Task instructions: Please output exactly the lines from the one containing "Annotate each white baseboard" through the end of the records below, leaving out any pictures.

[Data extracted from a collection]
*** Begin section ***
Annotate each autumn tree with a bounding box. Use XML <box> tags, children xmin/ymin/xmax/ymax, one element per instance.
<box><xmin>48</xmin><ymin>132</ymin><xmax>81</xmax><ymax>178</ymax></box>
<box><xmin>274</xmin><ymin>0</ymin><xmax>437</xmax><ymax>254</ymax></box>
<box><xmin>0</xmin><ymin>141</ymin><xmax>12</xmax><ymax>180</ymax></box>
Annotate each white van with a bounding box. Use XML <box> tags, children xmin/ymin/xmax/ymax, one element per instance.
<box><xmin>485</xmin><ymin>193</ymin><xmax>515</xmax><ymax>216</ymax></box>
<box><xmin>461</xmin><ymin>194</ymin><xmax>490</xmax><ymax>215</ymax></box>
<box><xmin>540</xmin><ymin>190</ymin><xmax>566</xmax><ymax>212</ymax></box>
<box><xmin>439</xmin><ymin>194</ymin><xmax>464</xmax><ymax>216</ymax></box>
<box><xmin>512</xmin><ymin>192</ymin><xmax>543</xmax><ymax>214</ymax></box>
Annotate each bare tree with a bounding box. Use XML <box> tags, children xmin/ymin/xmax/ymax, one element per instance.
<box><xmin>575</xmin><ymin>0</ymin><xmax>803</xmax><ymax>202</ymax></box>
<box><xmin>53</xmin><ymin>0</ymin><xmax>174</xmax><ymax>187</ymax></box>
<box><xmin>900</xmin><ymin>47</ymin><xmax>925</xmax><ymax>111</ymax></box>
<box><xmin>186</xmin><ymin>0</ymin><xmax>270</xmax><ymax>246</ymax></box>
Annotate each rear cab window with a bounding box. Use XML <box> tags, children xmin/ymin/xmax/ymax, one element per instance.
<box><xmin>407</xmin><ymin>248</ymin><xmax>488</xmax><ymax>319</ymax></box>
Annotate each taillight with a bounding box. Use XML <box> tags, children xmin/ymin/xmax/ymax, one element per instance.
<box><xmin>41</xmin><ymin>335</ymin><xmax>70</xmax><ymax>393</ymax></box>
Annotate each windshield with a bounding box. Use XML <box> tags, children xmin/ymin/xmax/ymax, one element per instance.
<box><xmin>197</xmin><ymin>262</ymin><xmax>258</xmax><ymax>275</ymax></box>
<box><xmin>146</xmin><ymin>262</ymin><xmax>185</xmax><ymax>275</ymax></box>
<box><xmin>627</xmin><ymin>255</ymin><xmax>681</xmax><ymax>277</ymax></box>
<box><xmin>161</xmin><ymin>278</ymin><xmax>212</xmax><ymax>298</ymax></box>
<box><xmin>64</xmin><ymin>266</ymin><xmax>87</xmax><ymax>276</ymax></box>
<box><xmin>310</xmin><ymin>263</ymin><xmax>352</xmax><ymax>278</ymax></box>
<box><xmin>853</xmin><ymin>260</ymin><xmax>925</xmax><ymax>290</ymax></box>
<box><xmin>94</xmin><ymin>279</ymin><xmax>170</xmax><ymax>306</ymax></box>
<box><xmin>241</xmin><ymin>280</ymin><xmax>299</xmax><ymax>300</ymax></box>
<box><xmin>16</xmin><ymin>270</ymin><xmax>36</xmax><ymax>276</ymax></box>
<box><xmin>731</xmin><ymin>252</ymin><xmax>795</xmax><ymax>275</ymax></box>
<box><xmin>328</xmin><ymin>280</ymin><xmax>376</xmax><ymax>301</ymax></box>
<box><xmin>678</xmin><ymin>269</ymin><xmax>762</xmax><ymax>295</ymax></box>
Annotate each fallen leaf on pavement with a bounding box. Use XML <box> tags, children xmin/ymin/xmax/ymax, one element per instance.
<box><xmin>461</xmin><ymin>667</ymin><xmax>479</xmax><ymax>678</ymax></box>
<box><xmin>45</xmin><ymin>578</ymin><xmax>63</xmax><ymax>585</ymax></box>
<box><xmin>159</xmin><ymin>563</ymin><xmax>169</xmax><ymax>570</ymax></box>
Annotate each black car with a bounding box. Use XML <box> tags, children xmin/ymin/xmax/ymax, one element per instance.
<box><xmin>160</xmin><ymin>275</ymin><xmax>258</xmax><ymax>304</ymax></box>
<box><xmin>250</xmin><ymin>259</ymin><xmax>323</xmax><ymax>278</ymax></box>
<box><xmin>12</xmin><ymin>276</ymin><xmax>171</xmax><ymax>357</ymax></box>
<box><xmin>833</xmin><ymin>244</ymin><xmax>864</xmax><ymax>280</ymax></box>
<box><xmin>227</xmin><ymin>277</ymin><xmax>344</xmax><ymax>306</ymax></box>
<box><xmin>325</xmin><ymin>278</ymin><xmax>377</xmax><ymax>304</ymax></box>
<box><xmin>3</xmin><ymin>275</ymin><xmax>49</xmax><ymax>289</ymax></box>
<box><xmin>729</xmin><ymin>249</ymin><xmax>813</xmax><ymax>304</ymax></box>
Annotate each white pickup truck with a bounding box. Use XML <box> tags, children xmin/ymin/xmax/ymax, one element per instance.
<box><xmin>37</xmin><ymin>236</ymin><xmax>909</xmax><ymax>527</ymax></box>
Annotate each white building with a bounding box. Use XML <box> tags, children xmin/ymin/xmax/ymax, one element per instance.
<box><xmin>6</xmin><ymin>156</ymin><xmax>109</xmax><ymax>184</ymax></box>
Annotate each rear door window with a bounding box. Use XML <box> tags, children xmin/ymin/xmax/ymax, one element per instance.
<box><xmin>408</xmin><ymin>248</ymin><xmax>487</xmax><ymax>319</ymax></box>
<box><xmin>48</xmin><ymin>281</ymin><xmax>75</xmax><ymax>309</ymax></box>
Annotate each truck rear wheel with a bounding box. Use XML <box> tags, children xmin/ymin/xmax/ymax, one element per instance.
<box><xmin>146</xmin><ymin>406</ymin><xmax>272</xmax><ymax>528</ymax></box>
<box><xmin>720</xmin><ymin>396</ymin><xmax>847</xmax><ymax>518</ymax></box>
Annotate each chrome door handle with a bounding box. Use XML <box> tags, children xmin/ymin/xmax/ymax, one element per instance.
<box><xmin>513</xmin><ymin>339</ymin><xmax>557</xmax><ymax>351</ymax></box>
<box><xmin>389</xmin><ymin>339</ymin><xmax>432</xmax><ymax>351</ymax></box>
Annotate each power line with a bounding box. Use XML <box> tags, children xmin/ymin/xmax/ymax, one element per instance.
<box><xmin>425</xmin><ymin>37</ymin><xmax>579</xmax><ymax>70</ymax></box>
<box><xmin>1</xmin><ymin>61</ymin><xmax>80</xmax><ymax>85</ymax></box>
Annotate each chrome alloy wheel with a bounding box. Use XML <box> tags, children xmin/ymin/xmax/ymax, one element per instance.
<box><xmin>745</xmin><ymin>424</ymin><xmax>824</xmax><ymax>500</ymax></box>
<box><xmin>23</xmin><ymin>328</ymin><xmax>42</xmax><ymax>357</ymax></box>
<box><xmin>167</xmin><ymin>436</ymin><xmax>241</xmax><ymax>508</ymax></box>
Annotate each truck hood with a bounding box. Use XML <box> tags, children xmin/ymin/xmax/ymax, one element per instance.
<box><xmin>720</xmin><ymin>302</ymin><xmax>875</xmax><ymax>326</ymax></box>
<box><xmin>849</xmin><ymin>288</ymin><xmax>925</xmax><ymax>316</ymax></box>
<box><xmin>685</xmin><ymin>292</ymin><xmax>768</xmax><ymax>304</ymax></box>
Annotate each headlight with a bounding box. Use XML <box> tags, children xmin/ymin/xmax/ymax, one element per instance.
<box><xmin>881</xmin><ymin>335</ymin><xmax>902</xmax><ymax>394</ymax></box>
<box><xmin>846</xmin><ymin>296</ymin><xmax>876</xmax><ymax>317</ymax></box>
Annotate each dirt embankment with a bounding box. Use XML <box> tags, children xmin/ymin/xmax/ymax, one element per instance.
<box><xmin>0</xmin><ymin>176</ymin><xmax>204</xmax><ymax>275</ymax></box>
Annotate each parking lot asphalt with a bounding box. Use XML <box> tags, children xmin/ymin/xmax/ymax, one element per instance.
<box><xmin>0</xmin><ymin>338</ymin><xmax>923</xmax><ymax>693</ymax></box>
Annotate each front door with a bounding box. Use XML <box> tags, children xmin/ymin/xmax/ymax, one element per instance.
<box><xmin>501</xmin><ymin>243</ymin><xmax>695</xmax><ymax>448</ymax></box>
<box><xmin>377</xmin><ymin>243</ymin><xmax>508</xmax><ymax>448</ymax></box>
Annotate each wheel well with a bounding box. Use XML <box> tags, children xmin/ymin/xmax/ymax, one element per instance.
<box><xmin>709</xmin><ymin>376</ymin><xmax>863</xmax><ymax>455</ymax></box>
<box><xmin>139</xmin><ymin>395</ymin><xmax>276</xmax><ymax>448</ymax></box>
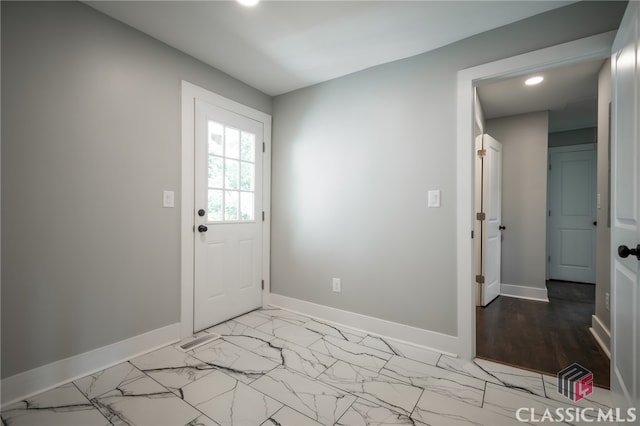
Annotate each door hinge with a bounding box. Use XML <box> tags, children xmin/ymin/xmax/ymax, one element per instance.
<box><xmin>477</xmin><ymin>149</ymin><xmax>486</xmax><ymax>158</ymax></box>
<box><xmin>548</xmin><ymin>256</ymin><xmax>551</xmax><ymax>262</ymax></box>
<box><xmin>261</xmin><ymin>280</ymin><xmax>264</xmax><ymax>290</ymax></box>
<box><xmin>263</xmin><ymin>142</ymin><xmax>266</xmax><ymax>153</ymax></box>
<box><xmin>471</xmin><ymin>230</ymin><xmax>474</xmax><ymax>239</ymax></box>
<box><xmin>549</xmin><ymin>164</ymin><xmax>552</xmax><ymax>171</ymax></box>
<box><xmin>476</xmin><ymin>275</ymin><xmax>485</xmax><ymax>284</ymax></box>
<box><xmin>476</xmin><ymin>212</ymin><xmax>486</xmax><ymax>221</ymax></box>
<box><xmin>262</xmin><ymin>211</ymin><xmax>265</xmax><ymax>221</ymax></box>
<box><xmin>548</xmin><ymin>210</ymin><xmax>551</xmax><ymax>217</ymax></box>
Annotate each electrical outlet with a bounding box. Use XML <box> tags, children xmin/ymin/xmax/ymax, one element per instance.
<box><xmin>605</xmin><ymin>292</ymin><xmax>610</xmax><ymax>311</ymax></box>
<box><xmin>332</xmin><ymin>278</ymin><xmax>341</xmax><ymax>293</ymax></box>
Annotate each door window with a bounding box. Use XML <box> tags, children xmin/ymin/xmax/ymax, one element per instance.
<box><xmin>207</xmin><ymin>121</ymin><xmax>256</xmax><ymax>222</ymax></box>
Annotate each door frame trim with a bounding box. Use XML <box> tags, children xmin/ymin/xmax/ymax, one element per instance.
<box><xmin>456</xmin><ymin>32</ymin><xmax>615</xmax><ymax>359</ymax></box>
<box><xmin>180</xmin><ymin>81</ymin><xmax>272</xmax><ymax>339</ymax></box>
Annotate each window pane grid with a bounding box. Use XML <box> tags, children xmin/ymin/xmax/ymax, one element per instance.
<box><xmin>207</xmin><ymin>121</ymin><xmax>256</xmax><ymax>223</ymax></box>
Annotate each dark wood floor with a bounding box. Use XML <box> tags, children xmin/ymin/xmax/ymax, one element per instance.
<box><xmin>476</xmin><ymin>280</ymin><xmax>610</xmax><ymax>388</ymax></box>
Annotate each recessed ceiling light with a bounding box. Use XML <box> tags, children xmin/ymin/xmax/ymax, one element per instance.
<box><xmin>237</xmin><ymin>0</ymin><xmax>260</xmax><ymax>6</ymax></box>
<box><xmin>525</xmin><ymin>76</ymin><xmax>544</xmax><ymax>86</ymax></box>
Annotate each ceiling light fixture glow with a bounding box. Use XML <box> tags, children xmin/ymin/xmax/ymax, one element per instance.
<box><xmin>237</xmin><ymin>0</ymin><xmax>260</xmax><ymax>6</ymax></box>
<box><xmin>525</xmin><ymin>76</ymin><xmax>544</xmax><ymax>86</ymax></box>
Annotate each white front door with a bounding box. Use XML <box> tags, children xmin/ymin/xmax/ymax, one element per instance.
<box><xmin>611</xmin><ymin>1</ymin><xmax>640</xmax><ymax>413</ymax></box>
<box><xmin>548</xmin><ymin>145</ymin><xmax>597</xmax><ymax>284</ymax></box>
<box><xmin>193</xmin><ymin>99</ymin><xmax>263</xmax><ymax>332</ymax></box>
<box><xmin>478</xmin><ymin>134</ymin><xmax>503</xmax><ymax>306</ymax></box>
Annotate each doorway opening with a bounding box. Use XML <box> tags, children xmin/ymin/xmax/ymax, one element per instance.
<box><xmin>455</xmin><ymin>31</ymin><xmax>616</xmax><ymax>371</ymax></box>
<box><xmin>472</xmin><ymin>63</ymin><xmax>609</xmax><ymax>386</ymax></box>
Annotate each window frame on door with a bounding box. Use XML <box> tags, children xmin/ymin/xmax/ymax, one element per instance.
<box><xmin>180</xmin><ymin>81</ymin><xmax>272</xmax><ymax>339</ymax></box>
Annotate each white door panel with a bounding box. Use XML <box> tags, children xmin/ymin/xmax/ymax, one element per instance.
<box><xmin>481</xmin><ymin>134</ymin><xmax>503</xmax><ymax>306</ymax></box>
<box><xmin>548</xmin><ymin>146</ymin><xmax>597</xmax><ymax>283</ymax></box>
<box><xmin>194</xmin><ymin>99</ymin><xmax>263</xmax><ymax>332</ymax></box>
<box><xmin>611</xmin><ymin>0</ymin><xmax>640</xmax><ymax>413</ymax></box>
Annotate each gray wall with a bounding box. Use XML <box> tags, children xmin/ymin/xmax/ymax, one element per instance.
<box><xmin>596</xmin><ymin>59</ymin><xmax>612</xmax><ymax>330</ymax></box>
<box><xmin>271</xmin><ymin>2</ymin><xmax>625</xmax><ymax>335</ymax></box>
<box><xmin>486</xmin><ymin>112</ymin><xmax>550</xmax><ymax>291</ymax></box>
<box><xmin>549</xmin><ymin>127</ymin><xmax>597</xmax><ymax>147</ymax></box>
<box><xmin>1</xmin><ymin>1</ymin><xmax>271</xmax><ymax>378</ymax></box>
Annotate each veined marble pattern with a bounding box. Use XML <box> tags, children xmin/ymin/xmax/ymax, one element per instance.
<box><xmin>0</xmin><ymin>383</ymin><xmax>109</xmax><ymax>426</ymax></box>
<box><xmin>317</xmin><ymin>361</ymin><xmax>422</xmax><ymax>415</ymax></box>
<box><xmin>189</xmin><ymin>339</ymin><xmax>280</xmax><ymax>384</ymax></box>
<box><xmin>251</xmin><ymin>367</ymin><xmax>356</xmax><ymax>426</ymax></box>
<box><xmin>1</xmin><ymin>307</ymin><xmax>614</xmax><ymax>426</ymax></box>
<box><xmin>256</xmin><ymin>318</ymin><xmax>325</xmax><ymax>347</ymax></box>
<box><xmin>309</xmin><ymin>335</ymin><xmax>392</xmax><ymax>372</ymax></box>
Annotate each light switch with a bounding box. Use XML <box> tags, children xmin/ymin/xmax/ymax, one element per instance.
<box><xmin>428</xmin><ymin>190</ymin><xmax>441</xmax><ymax>208</ymax></box>
<box><xmin>163</xmin><ymin>190</ymin><xmax>175</xmax><ymax>208</ymax></box>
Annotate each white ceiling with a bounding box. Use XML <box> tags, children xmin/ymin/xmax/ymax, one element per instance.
<box><xmin>86</xmin><ymin>1</ymin><xmax>574</xmax><ymax>96</ymax></box>
<box><xmin>477</xmin><ymin>59</ymin><xmax>604</xmax><ymax>132</ymax></box>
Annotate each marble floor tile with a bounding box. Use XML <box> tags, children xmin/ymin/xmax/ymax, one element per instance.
<box><xmin>74</xmin><ymin>362</ymin><xmax>145</xmax><ymax>400</ymax></box>
<box><xmin>317</xmin><ymin>360</ymin><xmax>422</xmax><ymax>416</ymax></box>
<box><xmin>0</xmin><ymin>383</ymin><xmax>109</xmax><ymax>426</ymax></box>
<box><xmin>232</xmin><ymin>311</ymin><xmax>273</xmax><ymax>328</ymax></box>
<box><xmin>182</xmin><ymin>369</ymin><xmax>282</xmax><ymax>426</ymax></box>
<box><xmin>89</xmin><ymin>368</ymin><xmax>200</xmax><ymax>425</ymax></box>
<box><xmin>382</xmin><ymin>355</ymin><xmax>485</xmax><ymax>407</ymax></box>
<box><xmin>256</xmin><ymin>318</ymin><xmax>325</xmax><ymax>347</ymax></box>
<box><xmin>474</xmin><ymin>358</ymin><xmax>546</xmax><ymax>397</ymax></box>
<box><xmin>204</xmin><ymin>320</ymin><xmax>276</xmax><ymax>351</ymax></box>
<box><xmin>261</xmin><ymin>406</ymin><xmax>324</xmax><ymax>426</ymax></box>
<box><xmin>253</xmin><ymin>338</ymin><xmax>338</xmax><ymax>378</ymax></box>
<box><xmin>309</xmin><ymin>335</ymin><xmax>392</xmax><ymax>372</ymax></box>
<box><xmin>412</xmin><ymin>387</ymin><xmax>520</xmax><ymax>426</ymax></box>
<box><xmin>129</xmin><ymin>345</ymin><xmax>217</xmax><ymax>395</ymax></box>
<box><xmin>360</xmin><ymin>336</ymin><xmax>441</xmax><ymax>366</ymax></box>
<box><xmin>190</xmin><ymin>339</ymin><xmax>280</xmax><ymax>383</ymax></box>
<box><xmin>2</xmin><ymin>307</ymin><xmax>617</xmax><ymax>426</ymax></box>
<box><xmin>302</xmin><ymin>319</ymin><xmax>367</xmax><ymax>343</ymax></box>
<box><xmin>436</xmin><ymin>355</ymin><xmax>503</xmax><ymax>384</ymax></box>
<box><xmin>336</xmin><ymin>398</ymin><xmax>418</xmax><ymax>426</ymax></box>
<box><xmin>187</xmin><ymin>415</ymin><xmax>221</xmax><ymax>426</ymax></box>
<box><xmin>250</xmin><ymin>367</ymin><xmax>356</xmax><ymax>426</ymax></box>
<box><xmin>245</xmin><ymin>307</ymin><xmax>311</xmax><ymax>326</ymax></box>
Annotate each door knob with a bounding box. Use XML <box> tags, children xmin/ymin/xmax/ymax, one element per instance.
<box><xmin>593</xmin><ymin>221</ymin><xmax>597</xmax><ymax>226</ymax></box>
<box><xmin>618</xmin><ymin>244</ymin><xmax>640</xmax><ymax>260</ymax></box>
<box><xmin>499</xmin><ymin>225</ymin><xmax>506</xmax><ymax>230</ymax></box>
<box><xmin>198</xmin><ymin>225</ymin><xmax>208</xmax><ymax>233</ymax></box>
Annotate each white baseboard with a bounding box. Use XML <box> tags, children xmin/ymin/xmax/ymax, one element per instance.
<box><xmin>589</xmin><ymin>315</ymin><xmax>611</xmax><ymax>359</ymax></box>
<box><xmin>1</xmin><ymin>323</ymin><xmax>180</xmax><ymax>407</ymax></box>
<box><xmin>269</xmin><ymin>293</ymin><xmax>459</xmax><ymax>357</ymax></box>
<box><xmin>500</xmin><ymin>283</ymin><xmax>549</xmax><ymax>302</ymax></box>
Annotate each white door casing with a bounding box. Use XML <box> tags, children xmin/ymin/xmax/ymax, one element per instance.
<box><xmin>193</xmin><ymin>99</ymin><xmax>263</xmax><ymax>331</ymax></box>
<box><xmin>181</xmin><ymin>81</ymin><xmax>272</xmax><ymax>339</ymax></box>
<box><xmin>479</xmin><ymin>134</ymin><xmax>503</xmax><ymax>306</ymax></box>
<box><xmin>611</xmin><ymin>1</ymin><xmax>640</xmax><ymax>413</ymax></box>
<box><xmin>548</xmin><ymin>145</ymin><xmax>597</xmax><ymax>284</ymax></box>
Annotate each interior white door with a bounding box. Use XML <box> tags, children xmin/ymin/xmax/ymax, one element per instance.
<box><xmin>194</xmin><ymin>99</ymin><xmax>263</xmax><ymax>332</ymax></box>
<box><xmin>480</xmin><ymin>134</ymin><xmax>503</xmax><ymax>306</ymax></box>
<box><xmin>611</xmin><ymin>1</ymin><xmax>640</xmax><ymax>413</ymax></box>
<box><xmin>548</xmin><ymin>145</ymin><xmax>597</xmax><ymax>284</ymax></box>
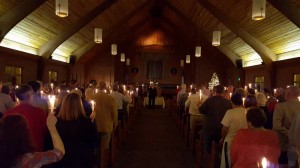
*** End section ***
Problem solution:
Annotate each white baseboard with a bounding box. Use XML <box> tags, children xmin/ymin/xmax/ymax, one element per instance.
<box><xmin>589</xmin><ymin>315</ymin><xmax>611</xmax><ymax>359</ymax></box>
<box><xmin>1</xmin><ymin>323</ymin><xmax>180</xmax><ymax>407</ymax></box>
<box><xmin>269</xmin><ymin>293</ymin><xmax>459</xmax><ymax>357</ymax></box>
<box><xmin>500</xmin><ymin>283</ymin><xmax>549</xmax><ymax>302</ymax></box>
Annotate each white door casing with a bounding box. Use XML <box> tags, children xmin/ymin/xmax/ymax, one element per instance.
<box><xmin>193</xmin><ymin>99</ymin><xmax>263</xmax><ymax>331</ymax></box>
<box><xmin>181</xmin><ymin>81</ymin><xmax>272</xmax><ymax>339</ymax></box>
<box><xmin>479</xmin><ymin>134</ymin><xmax>503</xmax><ymax>306</ymax></box>
<box><xmin>611</xmin><ymin>1</ymin><xmax>640</xmax><ymax>413</ymax></box>
<box><xmin>548</xmin><ymin>145</ymin><xmax>597</xmax><ymax>284</ymax></box>
Annotate each interior white door with a bounding box. Use XML <box> tags, children xmin/ymin/xmax/ymax, one element per instance.
<box><xmin>194</xmin><ymin>99</ymin><xmax>263</xmax><ymax>332</ymax></box>
<box><xmin>480</xmin><ymin>134</ymin><xmax>503</xmax><ymax>306</ymax></box>
<box><xmin>611</xmin><ymin>1</ymin><xmax>640</xmax><ymax>413</ymax></box>
<box><xmin>548</xmin><ymin>145</ymin><xmax>597</xmax><ymax>284</ymax></box>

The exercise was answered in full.